§ EXTRACTED TEXT:
- Opening Delimiter -
Bring back the state

 
By Kaushik
Last Updated: Saturday 04 July 2015

-- The Developmental State In History And In The Twentieth Century by Amiya Kumar Bagchi Regency Publications New Delhi 2004

For many economists and policy-makers, the idea of a developmental state seems passe . Not so for Amiya Bagchi. This eminent economist has come up with a collection of essays that shows that the concept still has relevance. And what better way to do that than turn to history. The book under review charts the rise of developed economies in Europe, North America and Japan. Bagchi argues that in each case, the state played a significant role in providing improved living standards for its citizens.

The author traces the developmental state to the Dutch city republics of the 16th century. In this, he differs with those social scientists who argue that such states were products of post World War ii Keynesian economics. According to Bagchi, not only were the Dutch republicans willing to sacrifice their rulers when the need arose, the rulers themselves did not hesitate to tax themselves and the Burghers -- an influential gentry -- in times of wars and famines. Providing employment to all was an important agenda for the Dutch republics during their half-a-century career as developmental states.
- Closing Delimiter -
§ TASKS TO CARRY OUT:
**A)** Can you condense the paragraph of the book review that begins "The author traces" into a short bulleted list that keeps its main facts?
**B)** Would you return everything in the book review from "For many economists" down to "for its citizens.", word for word?

[Stored data entries]
- Opening Delimiter -
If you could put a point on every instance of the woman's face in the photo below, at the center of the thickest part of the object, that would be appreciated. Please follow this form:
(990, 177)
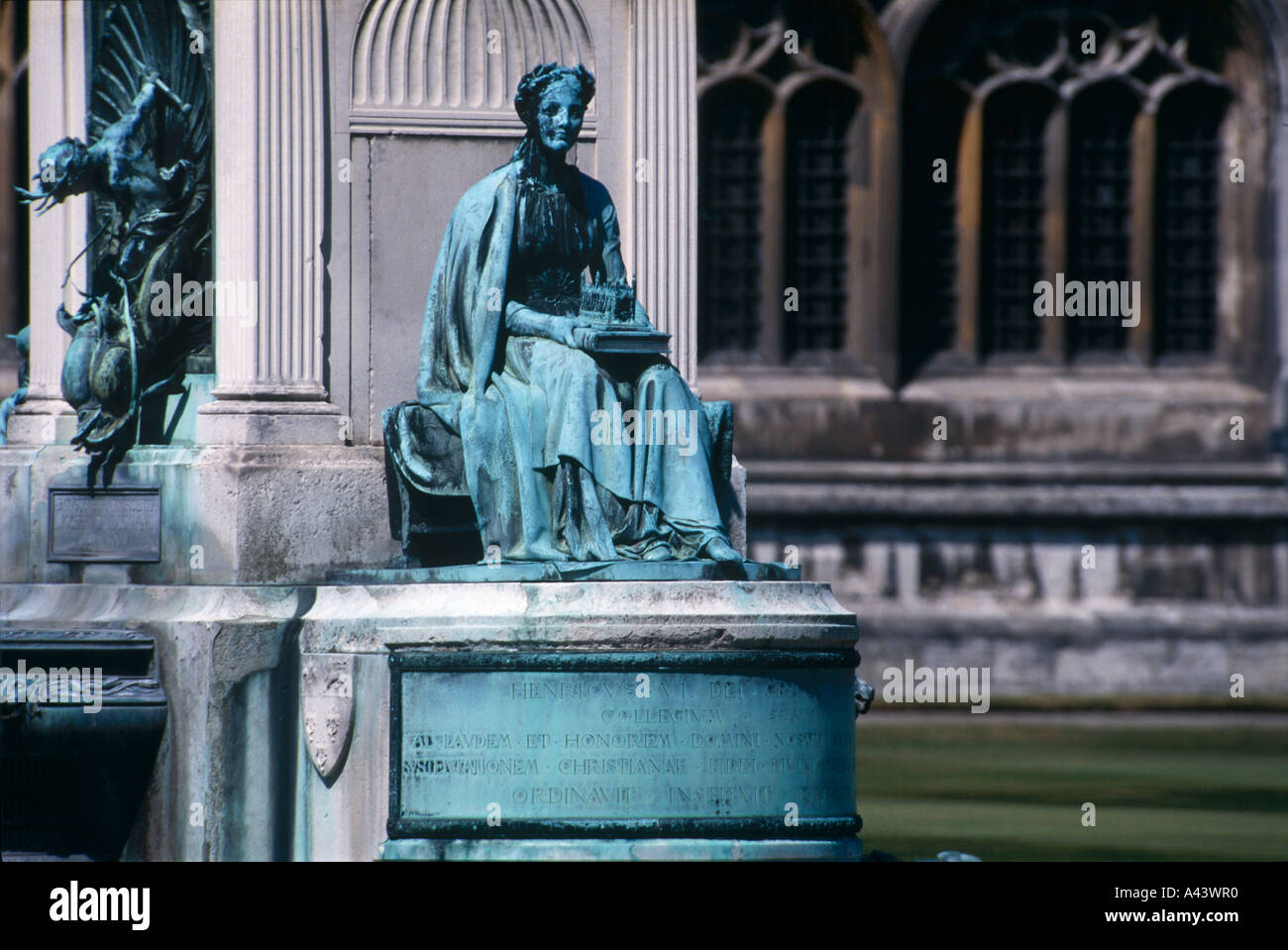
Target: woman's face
(559, 116)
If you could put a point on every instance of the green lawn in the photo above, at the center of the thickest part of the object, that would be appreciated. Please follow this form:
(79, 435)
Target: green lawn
(1001, 788)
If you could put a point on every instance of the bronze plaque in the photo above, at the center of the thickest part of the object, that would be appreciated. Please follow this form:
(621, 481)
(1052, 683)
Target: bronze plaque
(106, 524)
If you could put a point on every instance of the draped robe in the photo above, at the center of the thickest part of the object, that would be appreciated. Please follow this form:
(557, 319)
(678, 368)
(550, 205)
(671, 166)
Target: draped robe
(544, 488)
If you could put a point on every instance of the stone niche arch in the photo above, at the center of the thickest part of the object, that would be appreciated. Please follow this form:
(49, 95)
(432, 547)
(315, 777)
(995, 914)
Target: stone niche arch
(451, 65)
(421, 107)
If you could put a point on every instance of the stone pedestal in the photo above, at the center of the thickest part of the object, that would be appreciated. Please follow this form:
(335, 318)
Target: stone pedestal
(281, 695)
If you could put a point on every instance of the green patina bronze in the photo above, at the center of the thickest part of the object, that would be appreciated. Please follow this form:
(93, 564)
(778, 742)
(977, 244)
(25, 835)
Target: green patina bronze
(147, 168)
(544, 391)
(752, 744)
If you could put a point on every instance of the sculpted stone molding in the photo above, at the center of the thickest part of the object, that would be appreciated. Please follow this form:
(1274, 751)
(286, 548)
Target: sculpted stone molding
(436, 65)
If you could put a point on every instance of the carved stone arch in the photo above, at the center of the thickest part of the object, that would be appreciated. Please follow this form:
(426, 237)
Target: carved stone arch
(841, 43)
(1237, 47)
(452, 65)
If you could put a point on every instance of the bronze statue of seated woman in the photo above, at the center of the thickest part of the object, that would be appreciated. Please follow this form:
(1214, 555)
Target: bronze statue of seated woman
(578, 443)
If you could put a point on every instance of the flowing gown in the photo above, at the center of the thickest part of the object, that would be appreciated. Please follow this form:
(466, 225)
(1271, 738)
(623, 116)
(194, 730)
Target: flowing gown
(574, 484)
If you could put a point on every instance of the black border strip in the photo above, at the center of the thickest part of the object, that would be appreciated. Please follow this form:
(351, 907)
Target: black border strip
(752, 826)
(416, 659)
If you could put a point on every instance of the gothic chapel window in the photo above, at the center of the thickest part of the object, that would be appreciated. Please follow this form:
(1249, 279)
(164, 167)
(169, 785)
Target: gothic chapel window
(781, 126)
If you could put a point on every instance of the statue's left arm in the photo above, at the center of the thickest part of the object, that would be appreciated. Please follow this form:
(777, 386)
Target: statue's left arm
(614, 267)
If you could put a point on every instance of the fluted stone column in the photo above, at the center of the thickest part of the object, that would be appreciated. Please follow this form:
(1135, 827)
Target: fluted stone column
(55, 71)
(269, 226)
(665, 166)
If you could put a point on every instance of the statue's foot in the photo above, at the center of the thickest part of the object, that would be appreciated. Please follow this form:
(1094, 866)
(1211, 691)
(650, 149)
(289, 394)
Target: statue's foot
(720, 550)
(658, 551)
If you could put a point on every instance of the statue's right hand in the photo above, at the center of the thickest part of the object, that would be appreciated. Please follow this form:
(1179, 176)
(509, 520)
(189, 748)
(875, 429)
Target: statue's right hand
(566, 331)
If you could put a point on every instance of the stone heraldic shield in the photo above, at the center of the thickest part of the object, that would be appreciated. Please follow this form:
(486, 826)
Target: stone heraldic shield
(326, 695)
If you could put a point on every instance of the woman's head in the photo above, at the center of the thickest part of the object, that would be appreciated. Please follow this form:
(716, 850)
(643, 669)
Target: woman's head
(552, 102)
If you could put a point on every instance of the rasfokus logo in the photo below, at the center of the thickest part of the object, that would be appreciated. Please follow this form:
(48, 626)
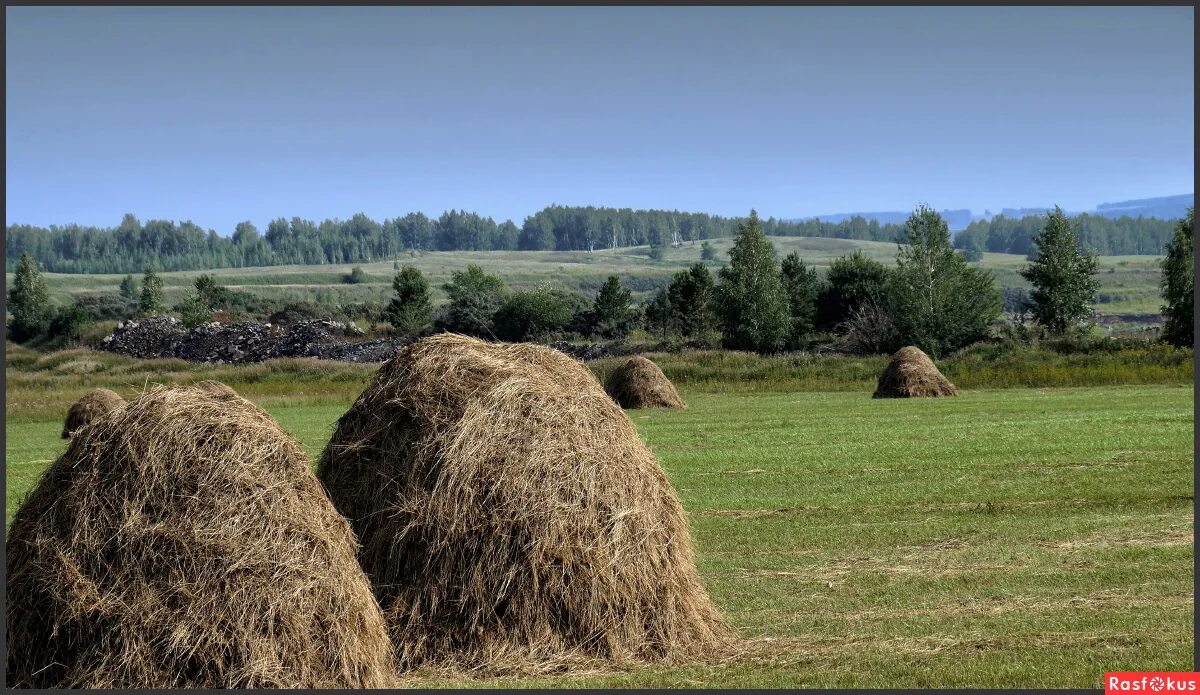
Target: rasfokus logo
(1150, 682)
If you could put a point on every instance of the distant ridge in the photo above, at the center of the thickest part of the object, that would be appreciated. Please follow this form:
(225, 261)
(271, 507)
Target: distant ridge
(1163, 208)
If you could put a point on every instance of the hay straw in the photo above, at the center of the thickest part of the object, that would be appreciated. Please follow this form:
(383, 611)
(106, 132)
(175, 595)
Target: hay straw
(912, 375)
(510, 519)
(90, 407)
(640, 383)
(184, 541)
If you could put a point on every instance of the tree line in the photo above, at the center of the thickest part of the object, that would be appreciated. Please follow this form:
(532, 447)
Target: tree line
(132, 245)
(933, 298)
(1104, 235)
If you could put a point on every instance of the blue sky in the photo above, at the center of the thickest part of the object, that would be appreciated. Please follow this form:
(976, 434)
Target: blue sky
(222, 114)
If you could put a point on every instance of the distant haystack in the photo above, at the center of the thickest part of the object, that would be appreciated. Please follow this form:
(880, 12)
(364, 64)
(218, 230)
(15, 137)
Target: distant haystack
(640, 383)
(510, 519)
(912, 375)
(183, 541)
(90, 407)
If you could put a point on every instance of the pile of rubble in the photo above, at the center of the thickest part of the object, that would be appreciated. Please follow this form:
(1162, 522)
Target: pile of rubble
(247, 341)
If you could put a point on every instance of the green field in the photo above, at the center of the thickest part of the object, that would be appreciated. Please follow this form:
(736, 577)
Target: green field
(1005, 538)
(1128, 283)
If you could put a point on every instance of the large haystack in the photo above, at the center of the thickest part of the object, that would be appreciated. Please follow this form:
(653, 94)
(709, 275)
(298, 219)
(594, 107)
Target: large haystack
(912, 375)
(184, 541)
(89, 408)
(510, 519)
(640, 383)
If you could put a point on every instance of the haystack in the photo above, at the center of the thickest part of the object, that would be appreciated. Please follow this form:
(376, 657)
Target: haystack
(184, 541)
(640, 383)
(90, 407)
(510, 519)
(912, 375)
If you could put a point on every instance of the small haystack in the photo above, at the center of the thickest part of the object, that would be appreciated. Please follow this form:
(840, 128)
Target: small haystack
(510, 519)
(216, 389)
(90, 407)
(912, 375)
(183, 541)
(640, 383)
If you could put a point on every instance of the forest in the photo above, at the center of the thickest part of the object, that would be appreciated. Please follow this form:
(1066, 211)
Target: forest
(168, 245)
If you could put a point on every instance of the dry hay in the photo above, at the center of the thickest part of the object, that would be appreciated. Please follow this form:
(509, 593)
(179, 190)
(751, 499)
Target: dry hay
(511, 520)
(94, 405)
(640, 383)
(216, 388)
(184, 541)
(912, 375)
- Closing Delimiter -
§ RESPONSES PER TASK:
**A)**
- Bagchi traces the developmental state to the Dutch city republics of the 16th century.
- This sets him apart from social scientists who see such states as products of post-World War II Keynesian economics.
- The Dutch republicans were willing to sacrifice their rulers when the need arose.
- The rulers taxed themselves and the Burghers, an influential gentry, in times of wars and famines.
- Providing employment to all was an important agenda during the republics' half-century as developmental states.

**B)**
For many economists and policy-makers, the idea of a developmental state seems passe . Not so for Amiya Bagchi. This eminent economist has come up with a collection of essays that shows that the concept still has relevance. And what better way to do that than turn to history. The book under review charts the rise of developed economies in Europe, North America and Japan. Bagchi argues that in each case, the state played a significant role in providing improved living standards for its citizens.